What to produce
Images excluded, repeat each entry below exactly.

Dataset extract
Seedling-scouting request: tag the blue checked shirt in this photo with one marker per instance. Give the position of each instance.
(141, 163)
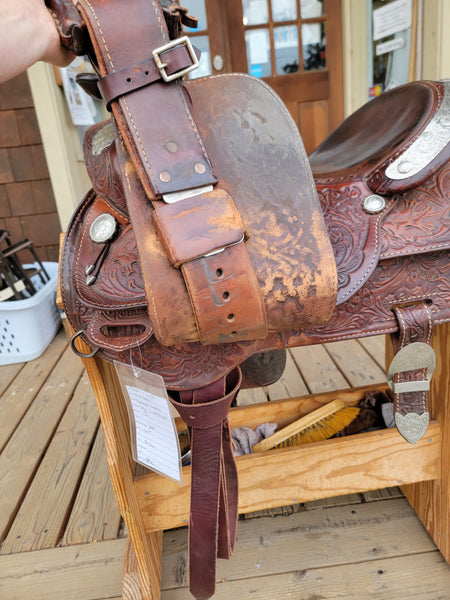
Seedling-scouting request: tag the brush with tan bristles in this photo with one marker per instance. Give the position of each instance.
(319, 425)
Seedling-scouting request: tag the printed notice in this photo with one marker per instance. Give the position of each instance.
(155, 437)
(392, 18)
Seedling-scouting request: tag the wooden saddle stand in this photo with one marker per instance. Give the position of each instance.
(210, 237)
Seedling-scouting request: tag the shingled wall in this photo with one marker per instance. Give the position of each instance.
(27, 205)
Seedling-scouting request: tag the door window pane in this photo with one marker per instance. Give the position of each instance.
(310, 9)
(257, 43)
(196, 8)
(284, 10)
(204, 67)
(314, 42)
(256, 12)
(286, 49)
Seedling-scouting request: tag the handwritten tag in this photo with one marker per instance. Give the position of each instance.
(154, 438)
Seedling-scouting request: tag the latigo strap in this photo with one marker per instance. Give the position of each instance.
(214, 483)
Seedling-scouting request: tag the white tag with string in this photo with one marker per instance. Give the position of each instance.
(154, 438)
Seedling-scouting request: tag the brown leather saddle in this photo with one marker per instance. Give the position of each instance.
(209, 237)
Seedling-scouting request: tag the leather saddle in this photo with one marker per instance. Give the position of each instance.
(209, 237)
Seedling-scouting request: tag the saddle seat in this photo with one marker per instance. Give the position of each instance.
(372, 137)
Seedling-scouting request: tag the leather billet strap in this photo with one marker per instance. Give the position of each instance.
(205, 237)
(178, 60)
(154, 119)
(167, 155)
(214, 484)
(411, 370)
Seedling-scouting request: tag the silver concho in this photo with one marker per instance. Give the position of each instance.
(374, 204)
(427, 146)
(412, 426)
(103, 228)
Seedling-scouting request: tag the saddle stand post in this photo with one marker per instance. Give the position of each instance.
(149, 503)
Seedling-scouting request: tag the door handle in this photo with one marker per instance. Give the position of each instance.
(218, 62)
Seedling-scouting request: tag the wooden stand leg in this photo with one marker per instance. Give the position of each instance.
(431, 499)
(143, 563)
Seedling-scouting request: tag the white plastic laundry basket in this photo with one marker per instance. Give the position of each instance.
(28, 326)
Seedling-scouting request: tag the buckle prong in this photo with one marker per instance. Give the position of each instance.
(162, 65)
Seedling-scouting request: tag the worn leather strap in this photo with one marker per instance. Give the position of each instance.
(411, 407)
(205, 237)
(153, 117)
(214, 485)
(132, 78)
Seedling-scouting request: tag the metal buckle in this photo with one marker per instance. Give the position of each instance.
(410, 358)
(162, 65)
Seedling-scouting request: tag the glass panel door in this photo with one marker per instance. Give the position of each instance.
(199, 37)
(276, 29)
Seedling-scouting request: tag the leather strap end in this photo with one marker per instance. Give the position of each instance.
(199, 226)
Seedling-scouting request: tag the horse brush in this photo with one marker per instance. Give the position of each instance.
(319, 425)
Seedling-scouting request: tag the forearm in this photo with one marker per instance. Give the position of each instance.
(27, 35)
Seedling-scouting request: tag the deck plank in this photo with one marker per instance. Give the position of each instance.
(8, 374)
(354, 361)
(21, 456)
(310, 540)
(352, 546)
(95, 515)
(85, 572)
(376, 348)
(24, 387)
(417, 577)
(290, 383)
(56, 481)
(318, 370)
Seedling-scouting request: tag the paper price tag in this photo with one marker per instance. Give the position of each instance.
(154, 438)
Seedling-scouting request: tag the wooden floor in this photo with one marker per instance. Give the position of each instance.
(62, 536)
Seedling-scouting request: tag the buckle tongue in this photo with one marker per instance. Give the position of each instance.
(410, 358)
(162, 65)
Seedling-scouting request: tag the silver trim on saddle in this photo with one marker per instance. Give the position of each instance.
(427, 146)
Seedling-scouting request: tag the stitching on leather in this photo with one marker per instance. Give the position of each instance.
(100, 30)
(429, 248)
(125, 103)
(157, 325)
(369, 267)
(194, 126)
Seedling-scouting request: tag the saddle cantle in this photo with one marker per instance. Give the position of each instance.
(209, 237)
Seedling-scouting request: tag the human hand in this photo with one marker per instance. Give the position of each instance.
(28, 34)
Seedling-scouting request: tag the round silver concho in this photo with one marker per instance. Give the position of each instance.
(374, 204)
(103, 228)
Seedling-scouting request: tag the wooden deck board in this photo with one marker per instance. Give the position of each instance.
(21, 457)
(354, 546)
(56, 481)
(95, 515)
(22, 390)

Reply
Seedling-scouting request: tag the blue checked shirt in this photo with one marker per instance. Give the position of each instance.
(141, 163)
Seedling-scouting request: tag the brush with tan bristles in this photo with one marker per instance. Give the position of each instance.
(319, 425)
Seedling-scouting request: tag the printed notice in this photo with one marker per instance. Give the position of each instance.
(155, 437)
(392, 18)
Seedling-scouting request: tag the wooden saddle stand in this photo with one marker per instance. Give the position of each instance.
(210, 237)
Seedling-scouting request: tag the shingled wall in this photo with one marker per instance. Give the position of each instance.
(27, 205)
Seedling-scouting request: tag the door window pane in this photo with one marker per instance. Give the position of each instance.
(310, 9)
(257, 43)
(196, 8)
(284, 10)
(204, 67)
(314, 42)
(256, 12)
(286, 49)
Seedling-scouting request: tag the handwritten tag in this photo with one marker per instance. Give the position of each instance.
(154, 438)
Seedling-scouting request: tag the latigo strap in this photo with one marker per instance. Give the position of each instance.
(214, 483)
Seedling-scouting request: tag the white tag with string in this photo with one marker per instance. Give the position of each instance.
(154, 438)
Seedling-scouting request: tag the brown leather saddle in this photo with one marker per instance. Give the position of each instance.
(209, 237)
Seedling-scouting request: tag the leather saddle in this photo with one marker per instance. Give the position of each instance.
(209, 237)
Seedling-scouting request: tag the saddle seat in this photo with one marker per instance. Give the position of each instance.
(372, 137)
Seedling-scouting request: tag the leather billet strap in this photo with one marker per instance. Give the position of each instance.
(205, 237)
(178, 60)
(154, 119)
(167, 155)
(214, 484)
(411, 370)
Seedling-scouting request: tag the silver concho in this photo with one marker per instance. Give the position of each instance.
(374, 204)
(427, 146)
(412, 426)
(103, 228)
Seedling-scouting request: tag the saddle stand post in this photo with one marker per instance. Give the position of each instance.
(149, 503)
Seedling-scouting request: tag the door handle in this photo with one marker per instance. Give the position of each instance.
(218, 62)
Seedling-scouting request: tag the wooden stand leg in this photo with one marker per instance. Give the position of each instance.
(431, 499)
(143, 563)
Seedling-scouting request: tag the white plastic laundry basket in this photo with one marker per instance. Give the position of each instance.
(28, 326)
Seedling-scouting request: tag the buckle prong in this photo with one marker per instance. Give the position of each instance.
(162, 65)
Seedling-scouting request: tag the worn leather strap in this photo with one marker per instance. Give the position of each instance.
(411, 407)
(205, 237)
(153, 117)
(214, 485)
(132, 78)
Seedling-scouting request: tag the metal buckle in this photo with one marker per instance. Give the position of each instance.
(410, 358)
(162, 65)
Seedling-scouting request: tag the glass panel door in this photo with one marker per instance. Give the position of each instance.
(199, 37)
(276, 29)
Seedling-scouting request: tag the leather strap end in this photo with one marker per instance. Give the position of each instance.
(199, 226)
Seedling-scouting request: tag the horse brush in this photo with one marker per instance. Give the position of each instance.
(319, 425)
Seedling-scouting request: tag the forearm in this photo with one marker per instance. Give the position of each instance.
(27, 35)
Seedling-scouting request: tag the deck plank in this photo with one marker per instance. Give the position of each instance.
(8, 374)
(354, 361)
(21, 456)
(310, 540)
(352, 546)
(95, 515)
(85, 572)
(376, 348)
(24, 387)
(417, 577)
(290, 383)
(56, 481)
(318, 370)
Seedling-scouting request: tag the paper price tag in this photo with one marker per instance. Give the position of each instance.
(154, 438)
Seedling-scouting request: tag the wooden floor in this photo with one marker per instance. Give the position of each instance.
(62, 536)
Seedling-scouting request: tag the buckle tongue in this photo with one marker per instance. Give the position of each instance.
(410, 358)
(162, 65)
Seedling-scouting request: tag the silver trim on saddle in this photo with one marker per instance. Give the position of each instance.
(427, 146)
Seedling-scouting request: tag the stitching on leather in this photo with one marker per instance. Give the position of each instance.
(100, 30)
(429, 248)
(125, 103)
(157, 325)
(369, 267)
(194, 126)
Seedling-scouting request: tag the saddle cantle in this photo with one marker per instance. Give the position of each instance.
(209, 237)
Seedling-scouting request: tag the human hand in this photo with one marker per instance. Give the position of each instance.
(28, 34)
Seedling-scouting request: tag the round silver concho in this photo with one marker per instance. Give the position of each instance.
(374, 204)
(103, 228)
Seedling-scouting request: tag the wooden deck board in this photo with one marker per instance. Give the position of each instance.
(21, 457)
(354, 546)
(56, 481)
(95, 515)
(22, 390)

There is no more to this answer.